__TASK ITEM__: Please set down the listing exactly, from the first line to the last.

__DATA EXTRACTS__:
------------------------------

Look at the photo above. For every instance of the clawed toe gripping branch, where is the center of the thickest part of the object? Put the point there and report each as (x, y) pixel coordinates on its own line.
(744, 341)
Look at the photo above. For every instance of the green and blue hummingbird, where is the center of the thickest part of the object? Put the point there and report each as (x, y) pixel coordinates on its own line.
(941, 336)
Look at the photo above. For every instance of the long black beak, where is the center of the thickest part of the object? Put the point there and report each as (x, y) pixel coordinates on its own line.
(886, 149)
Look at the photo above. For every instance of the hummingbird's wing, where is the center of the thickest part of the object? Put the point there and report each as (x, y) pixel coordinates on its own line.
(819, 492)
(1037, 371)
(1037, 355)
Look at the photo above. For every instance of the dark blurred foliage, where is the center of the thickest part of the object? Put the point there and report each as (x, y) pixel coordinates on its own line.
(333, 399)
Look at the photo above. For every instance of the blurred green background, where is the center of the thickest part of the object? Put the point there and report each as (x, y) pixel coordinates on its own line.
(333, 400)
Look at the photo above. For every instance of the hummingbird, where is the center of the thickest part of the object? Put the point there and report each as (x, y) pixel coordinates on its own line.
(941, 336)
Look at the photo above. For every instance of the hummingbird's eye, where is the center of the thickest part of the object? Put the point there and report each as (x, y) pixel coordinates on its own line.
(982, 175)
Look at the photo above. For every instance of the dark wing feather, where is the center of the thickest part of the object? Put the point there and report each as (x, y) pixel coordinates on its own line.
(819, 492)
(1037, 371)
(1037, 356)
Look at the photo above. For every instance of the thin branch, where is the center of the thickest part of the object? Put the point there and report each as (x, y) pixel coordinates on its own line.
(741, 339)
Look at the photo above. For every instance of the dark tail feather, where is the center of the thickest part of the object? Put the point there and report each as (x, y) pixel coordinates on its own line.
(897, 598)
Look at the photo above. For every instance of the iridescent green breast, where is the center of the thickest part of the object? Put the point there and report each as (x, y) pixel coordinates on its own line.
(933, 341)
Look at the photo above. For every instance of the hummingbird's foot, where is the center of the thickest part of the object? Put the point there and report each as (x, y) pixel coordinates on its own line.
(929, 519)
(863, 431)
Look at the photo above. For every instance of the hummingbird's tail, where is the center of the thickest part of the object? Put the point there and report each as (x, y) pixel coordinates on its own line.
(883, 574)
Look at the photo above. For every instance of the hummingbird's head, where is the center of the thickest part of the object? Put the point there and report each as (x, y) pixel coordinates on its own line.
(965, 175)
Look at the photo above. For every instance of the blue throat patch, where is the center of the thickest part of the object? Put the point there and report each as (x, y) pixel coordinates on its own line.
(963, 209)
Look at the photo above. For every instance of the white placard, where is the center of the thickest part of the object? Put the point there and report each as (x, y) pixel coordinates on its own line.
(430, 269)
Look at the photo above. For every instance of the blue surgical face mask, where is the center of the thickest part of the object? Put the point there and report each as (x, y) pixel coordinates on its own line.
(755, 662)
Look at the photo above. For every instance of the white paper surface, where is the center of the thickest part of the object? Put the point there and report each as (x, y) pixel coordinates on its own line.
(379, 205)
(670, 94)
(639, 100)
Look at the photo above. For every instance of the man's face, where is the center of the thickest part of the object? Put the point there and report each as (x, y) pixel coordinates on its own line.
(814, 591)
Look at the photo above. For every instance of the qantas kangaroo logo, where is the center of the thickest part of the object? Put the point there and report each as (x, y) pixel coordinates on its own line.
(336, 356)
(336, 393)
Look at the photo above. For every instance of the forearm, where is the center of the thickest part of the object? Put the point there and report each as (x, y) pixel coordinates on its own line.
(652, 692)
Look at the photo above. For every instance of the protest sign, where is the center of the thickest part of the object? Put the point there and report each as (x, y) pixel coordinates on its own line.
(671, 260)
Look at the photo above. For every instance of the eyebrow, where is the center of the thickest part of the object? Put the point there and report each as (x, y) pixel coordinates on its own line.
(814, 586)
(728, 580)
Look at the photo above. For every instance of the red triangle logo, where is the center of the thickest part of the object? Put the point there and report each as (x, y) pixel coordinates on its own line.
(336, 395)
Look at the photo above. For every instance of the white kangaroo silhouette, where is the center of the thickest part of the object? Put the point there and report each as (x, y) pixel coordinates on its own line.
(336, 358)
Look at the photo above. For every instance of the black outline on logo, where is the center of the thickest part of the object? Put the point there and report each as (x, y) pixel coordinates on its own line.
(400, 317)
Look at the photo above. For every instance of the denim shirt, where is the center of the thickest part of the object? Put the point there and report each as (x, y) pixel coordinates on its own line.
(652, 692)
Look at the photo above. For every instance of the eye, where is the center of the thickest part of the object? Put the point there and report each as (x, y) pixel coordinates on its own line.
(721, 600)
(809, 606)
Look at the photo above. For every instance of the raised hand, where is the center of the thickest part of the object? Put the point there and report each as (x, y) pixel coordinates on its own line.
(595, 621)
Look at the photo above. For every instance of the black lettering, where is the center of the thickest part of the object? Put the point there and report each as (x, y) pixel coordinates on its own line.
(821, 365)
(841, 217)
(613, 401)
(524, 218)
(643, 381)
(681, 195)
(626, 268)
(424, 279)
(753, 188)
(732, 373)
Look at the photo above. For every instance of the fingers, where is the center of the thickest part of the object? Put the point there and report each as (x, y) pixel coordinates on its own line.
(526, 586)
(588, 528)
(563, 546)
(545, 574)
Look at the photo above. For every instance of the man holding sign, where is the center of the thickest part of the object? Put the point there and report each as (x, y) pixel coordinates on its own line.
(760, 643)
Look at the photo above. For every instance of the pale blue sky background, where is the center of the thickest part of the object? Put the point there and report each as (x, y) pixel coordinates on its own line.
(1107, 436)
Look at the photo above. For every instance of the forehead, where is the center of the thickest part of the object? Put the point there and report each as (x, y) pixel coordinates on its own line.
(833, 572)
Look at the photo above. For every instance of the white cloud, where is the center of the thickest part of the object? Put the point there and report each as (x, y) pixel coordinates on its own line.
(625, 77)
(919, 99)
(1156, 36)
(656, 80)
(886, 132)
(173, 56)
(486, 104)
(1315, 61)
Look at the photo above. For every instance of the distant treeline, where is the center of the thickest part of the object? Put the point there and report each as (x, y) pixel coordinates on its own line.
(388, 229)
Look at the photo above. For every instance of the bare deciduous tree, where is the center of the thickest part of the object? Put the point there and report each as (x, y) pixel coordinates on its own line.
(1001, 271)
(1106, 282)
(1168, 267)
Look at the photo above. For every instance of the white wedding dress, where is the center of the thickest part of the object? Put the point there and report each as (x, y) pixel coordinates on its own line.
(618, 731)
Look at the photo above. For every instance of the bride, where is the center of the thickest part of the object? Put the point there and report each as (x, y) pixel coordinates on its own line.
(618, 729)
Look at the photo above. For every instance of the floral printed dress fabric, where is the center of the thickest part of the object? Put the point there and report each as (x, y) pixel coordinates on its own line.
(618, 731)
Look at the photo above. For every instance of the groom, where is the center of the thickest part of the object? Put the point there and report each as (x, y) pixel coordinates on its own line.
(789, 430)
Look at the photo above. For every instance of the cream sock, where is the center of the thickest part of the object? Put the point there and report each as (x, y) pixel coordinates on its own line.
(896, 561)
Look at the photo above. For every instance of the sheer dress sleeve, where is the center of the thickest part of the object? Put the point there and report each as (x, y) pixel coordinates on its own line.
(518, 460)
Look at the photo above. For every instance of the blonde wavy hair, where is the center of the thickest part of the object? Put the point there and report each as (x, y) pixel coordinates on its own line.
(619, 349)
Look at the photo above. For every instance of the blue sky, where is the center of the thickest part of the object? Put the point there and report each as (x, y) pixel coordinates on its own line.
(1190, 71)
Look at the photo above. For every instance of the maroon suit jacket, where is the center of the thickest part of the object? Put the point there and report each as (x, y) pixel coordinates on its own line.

------------------------------

__RESULT OF THIS EXERCISE__:
Look at the photo above. For every instance of the clawed toe gripping branch, where is the center of the thickest part of the object? Put the point there and report each as (x, y) pixel coordinates on its own line.
(744, 341)
Look at the photo above. For every instance of the green and blue hummingbird, where is the center of the thickest part of the object? Put the point there and report each as (x, y) pixel coordinates on its own line.
(941, 336)
Look at the photo above. For every instance of the long black beak, where is the center of the thickest part of the object? Put the point there and report each as (x, y) pixel coordinates on its own line.
(886, 149)
Look at the photo above. For every instance of the hummingbird's wing, where is the center of the thickest part of the object? Put the point there and report each as (x, y) pixel coordinates on its own line.
(819, 492)
(1037, 371)
(1037, 355)
Look at the photo above. For every instance of the dark blurred foliage, where is the center of the thickest part of the object? Put the point there and report each as (x, y) pixel coordinates on its own line.
(333, 399)
Look at the photo above. For every instance of the blurred green background, where is the center of the thickest part of the object? Put the point there and report each as (x, y) pixel coordinates on its own line.
(333, 400)
Look at the photo above. For every instance of the hummingbird, where is the center of the thickest part of the object? Put the point there and report each as (x, y) pixel coordinates on its own line.
(941, 336)
Look at the photo above. For every instance of the hummingbird's eye, where is the center of the thickest part of the object? Put the point there and report each as (x, y) pixel coordinates on its own line.
(982, 175)
Look at the photo above. For every instance of the dark wing feather, where is the center of the thickest part of the object? Put the point there and report each as (x, y) pixel coordinates on its own line.
(819, 492)
(1037, 371)
(1037, 356)
Look at the photo above. For every instance of the thin branch, where is the center of the thickest part of the object? Put the point there and report each as (x, y) pixel coordinates on its own line.
(741, 339)
Look at the photo above. For every instance of the dark tail feather, where is the center of the thickest part of the object? Put the point there and report each as (x, y) pixel coordinates on its own line.
(897, 598)
Look at the photo above. For every instance of the iridescent green breast, where is the center of the thickest part of the object? Put the point there and report each as (x, y) pixel coordinates on its own line.
(933, 341)
Look at the photo above. For every instance of the hummingbird's foot, where is the center of the thickest part of the object? Put the point there and report each as (x, y) pixel coordinates on its own line.
(929, 519)
(863, 431)
Look at the photo above. For every instance of the hummingbird's tail, where is the center of the thickest part of the object? Put the point there and report each as (x, y) pixel coordinates on its own line.
(883, 574)
Look at the photo above. For every instance of the hummingbird's head, where is the center of the thickest part of the object? Put the point there and report each as (x, y) pixel coordinates on its own line.
(965, 175)
Look at the photo above. For every instance of the blue throat patch, where is the center of the thickest part of the object? Put the point there and report each as (x, y) pixel coordinates on its own line.
(963, 209)
Look at the photo above. For every instance of the white placard, where is the center of the thickest part of the object? Put the point there and report each as (x, y) pixel coordinates on its own line.
(430, 269)
Look at the photo above. For every instance of the blue surgical face mask, where is the center of the thickest part of the object? Put the point there and report each as (x, y) pixel coordinates on its own line.
(755, 662)
Look at the photo above. For every instance of the white paper surface, where is the center of the thickest part of the object? Put the point there and report each as (x, y) pixel coordinates on its own line.
(379, 205)
(670, 94)
(639, 100)
Look at the photo above. For every instance of the man's face, where is the center of the thickest part of the object? Put the point there and report each as (x, y) pixel coordinates on its own line.
(814, 591)
Look at the photo above. For every instance of the qantas kangaroo logo, where is the center of the thickest part of the object? Put the point there and report each as (x, y) pixel coordinates on its own line.
(336, 356)
(336, 393)
Look at the photo above. For every instance of the forearm, where is the center of the thickest part of the object? Put the point there and report each as (x, y) pixel coordinates on its own line.
(652, 692)
Look at the photo above. For every instance of the protest sign, where is the center of the thickest part of the object? Put the point there and report each as (x, y) pixel coordinates on its own line.
(671, 260)
Look at the photo above. For every instance of the eyebrow, where is the center of the thickest part of the object? Put the point there and report each as (x, y) pixel coordinates on its own line.
(814, 586)
(728, 580)
Look at the photo above. For every instance of the red triangle logo, where is the center of the thickest part of the object? Put the point there and report each as (x, y) pixel coordinates on its own line.
(336, 395)
Look at the photo above. For every instance of the white kangaroo silhouette, where is the center of the thickest part of the object? Put the point there and report each as (x, y) pixel coordinates on its own line.
(336, 358)
Look at the photo above. For every instance of the black outline on logo, where is the center of the thickest part of the object? Put the point there and report each as (x, y) pixel coordinates on its own line.
(400, 317)
Look at the photo above. For every instance of the denim shirt, where is the center of the thickest part of the object? Put the point there and report each as (x, y) pixel coordinates on its own line.
(652, 692)
Look at the photo above. For every instance of the eye, where is the center of the thickest part of the object? Put the point there and report each as (x, y) pixel coordinates on its own line.
(721, 600)
(809, 606)
Look at the photo above. For every instance of the raised hand, where is the center of the thickest part of the object? Put the point there and report each as (x, y) pixel coordinates on its own line.
(595, 621)
Look at the photo above. For every instance of the black lettering, where is the center of the thickest part of the object? Put the point there and report each as (x, y) pixel coordinates on its own line.
(821, 365)
(841, 217)
(613, 401)
(524, 218)
(643, 381)
(681, 195)
(626, 268)
(424, 279)
(753, 188)
(732, 373)
Look at the photo above. For every instance of the fingers, where is the center of the thickest part of the object? Put the point there and report each as (x, y) pixel coordinates on its own line.
(526, 586)
(588, 528)
(563, 546)
(545, 574)
Look at the photo above. For every instance of the man holding sign, where is the center of the thickest part of the object? Put the point there and report each as (x, y) pixel coordinates on its own line.
(760, 643)
Look at the photo above. For every instance of the pale blue sky background, where is the center of the thickest part of the object? Put the point there and report each as (x, y) pixel coordinates on its own line.
(1107, 436)
Look at the photo above. For every instance of the forehead, where is the center of the thickest part of the object? Put the point there and report each as (x, y) pixel coordinates on its own line.
(833, 572)
Look at the photo above. For every instance of the white cloud, where is the center of the thickest part of the object? Put the point there and report each as (x, y) pixel coordinates on its own line.
(625, 77)
(919, 99)
(1156, 36)
(656, 80)
(886, 132)
(173, 56)
(486, 104)
(1315, 61)
Look at the photo above. For every instance of the distant treeline, where is the center of the thickest part of the object? Put the point there and report each as (x, y) pixel coordinates on its own line.
(388, 229)
Look at the photo above. For every instance of the bare deciduous tree, where is the center of the thickest part of the object? Put the point there and report each as (x, y) pixel coordinates on its own line.
(1001, 271)
(1106, 282)
(1168, 267)
Look at the photo above. For every instance of the white wedding dress, where is the center of the thickest part of the object? Put the point there and report each as (x, y) pixel coordinates on its own line.
(618, 731)
Look at the photo above. For every instance of the bride, where is the center of the thickest part of the object? Put the point there and report each as (x, y) pixel coordinates on its own line.
(618, 729)
Look at the photo above. For every instance of the floral printed dress fabric, where is the center of the thickest part of the object? Put the point there and report each as (x, y) pixel coordinates on its own line.
(618, 731)
Look at the photo above. For every instance of the groom, where is the center of the thickest part of the object? Put the point there and report each as (x, y) pixel coordinates on its own line.
(789, 430)
Look at the photo above. For every instance of the cream sock, where is the center of the thickest part of the object? Put the point there and report each as (x, y) pixel coordinates on its own line.
(896, 561)
Look at the photo above. For every instance of the sheer dress sleeve, where is the center of the thickest part of the object? Put the point there and report each as (x, y) pixel coordinates on its own line.
(518, 460)
Look at the photo above. For every instance of the blonde wavy hair, where is the center of the thickest part of the object? Put the point there and report each as (x, y) pixel coordinates on its own line.
(619, 349)
Look at the photo above. For every instance of the blue sky, where is the center of the thickest part of the object? Put the point there and report each as (x, y) pixel coordinates on its own line.
(1190, 71)
Look at the photo above. For every instance of the maroon suit jacket, where is the center of the thickest part of the object? Put the point there and report each as (x, y) pixel coordinates on its own line.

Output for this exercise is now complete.